Document passage ->
◆ ◆ ◆ ◆ ◆ ◆ ◆
The Omega-3 fatty acid DHA is critical for developing babies, but many people don’t realize it’s also beneficial for pregnant and nursing women.* This essential fat appears to play a role in helping women feel good emotionally, both before and after giving birth.*

Sadly, 75 percent of pregnant women don’t get enough DHA. [i] That’s a problem because pregnancy depletes DHA stores, and levels continue to decline after delivery. Why? Blame nature. When expecting moms and developing babies both need a nutrient, nature always favors the baby. And that means mamas may suffer the consequences.

Here are two research-backed reasons why pregnant and nursing women need DHA:

  • Positive outlook: It’s not uncommon for women to feel down after giving birth, or even while pregnant. Interestingly, women who have low levels of DHA are more likely to experience the baby blues.* [ii] While not all studies agree, some have shown that giving women Omega-3 supplements during pregnancy supports feelings of positivity — both before [iii],[iv] and after giving birth.*[v],[vi]
  • Peace and relaxation: As much as you may want and love your new child, being pregnant is still a stressful experience. Your body is changing, your hormones are raging and everything in your world is about to turn upside (either for the first time or again). Fortunately, a recent study found that women who have a high intake of Omega-3 fatty acids are more likely to stay peaceful and relaxed while pregnant than those who consume little to none.*[vii]

How much is enough?
◆ ◆ ◆ ◆ ◆ ◆ ◆
The data ->
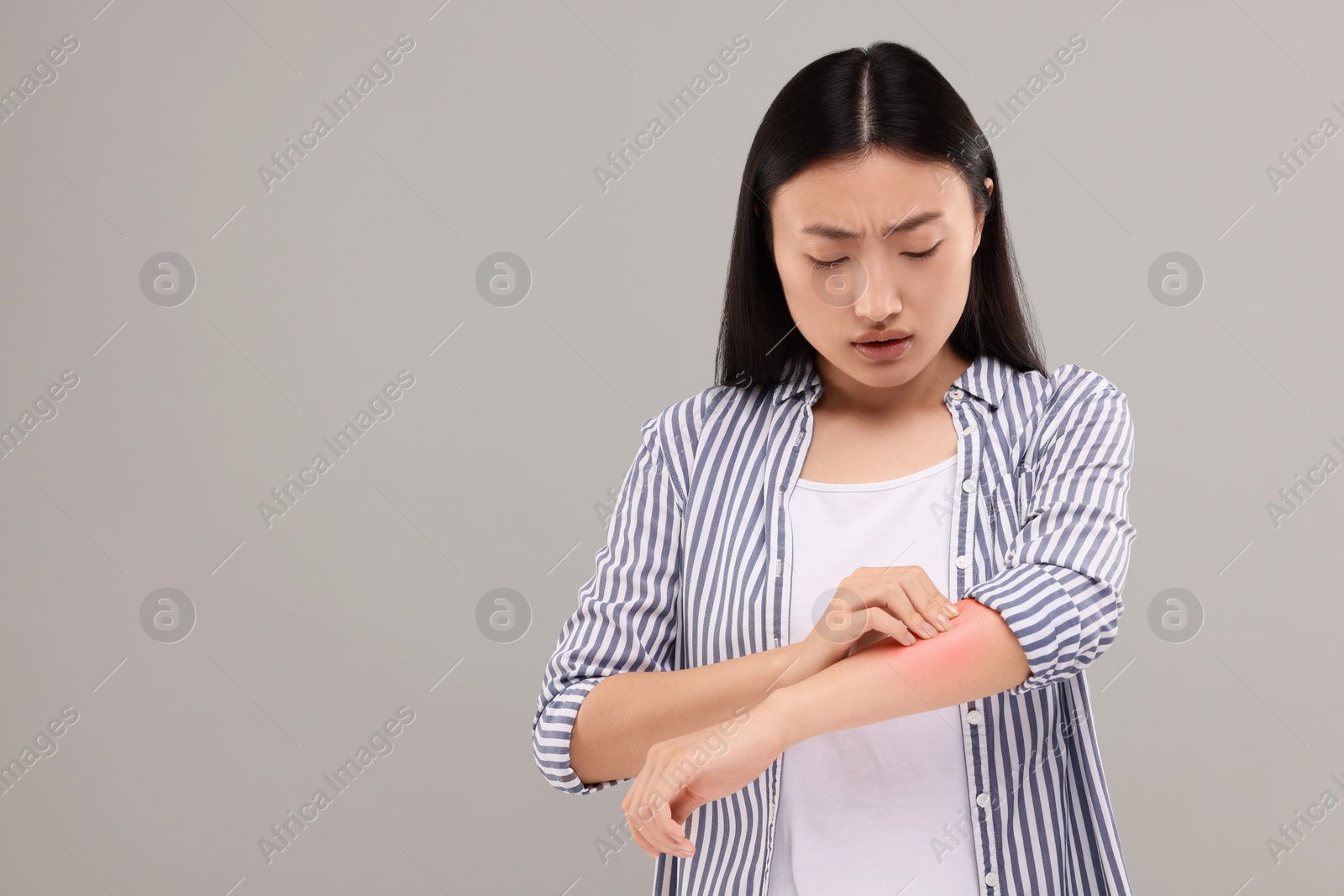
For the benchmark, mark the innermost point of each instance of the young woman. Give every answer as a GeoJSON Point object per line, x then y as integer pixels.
{"type": "Point", "coordinates": [839, 629]}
◆ ◆ ◆ ◆ ◆ ◆ ◆
Problem 1 -> In the passage on DHA during pregnancy, what share of pregnant women does not get enough DHA?
Problem 2 -> Resume the passage on DHA during pregnancy after its final heading, "How much is enough?"

Task response 1 -> 75 percent

Task response 2 ->
Most studies typically use between 1,000 – 3,000 mg of a combination of EPA/DHA per day to support emotional well-being before and during pregnancy*; however, far less may be needed. A recently published study on the use of DHA in preventing the baby blues used just 300 mg per day.* [viii]

Fish oil is the most concentrated source of EPA and DHA. However, if you’re vegetarian, you can substitute flax oil instead. It contains the Omega-3 fatty acid ALA, which is partially converted to DHA in the body. According to a 2002 study published in the British Journal of Nutrition, pregnant women convert up to 9 percent of ALA to DHA, so you can still get a good dose of the stuff without consuming fish. [xi] For example, one tablespoon of Barlean’s Fresh Flax Oil Organic provides 7,640 mg of ALA. Assuming a 9 percent conversion rate, that tablespoon provides nearly 690 mg of DHA.

* This statement has not been evaluated by the Food and Drug Administration. This product is not intended to diagnose, cure, treat, or prevent any disease.


[i}Xiaoming Jia, et al. Appl Physiol Nutr Metab. 2015 May;40(5):474-81.

[ii]Otto SJ, de Groot RH, Hornstra G. Prostaglandins Leukot Essent Fatty Acids. 2003 Oct;69(4):237-43.

[iii] Kaviani M, et al. Int J Community Based Nurs Midwifery. 2014 Jul; 2(3): 142–147.

[iv] Su KP, et al. J Clin Psychiatry. 2008 Apr;69(4):644-51.

[v] Judge MP. Experimental Biology 2011 Annual Meeting: Abstract 349.7. Presented April 12, 2011.

[vi] Freeman MP, et al. Acta Psychiatr Scand. 2006 Jan;113(1):31-5.

[vii] Dos Santos Vaz J, et al. PLoS One. 2013; 8(7):e67671

[viii] Judge MP, 2011.

[xi] Burdge GC, Wootton SA. Br J Nutr. 2002 Oct;88(4):411-20.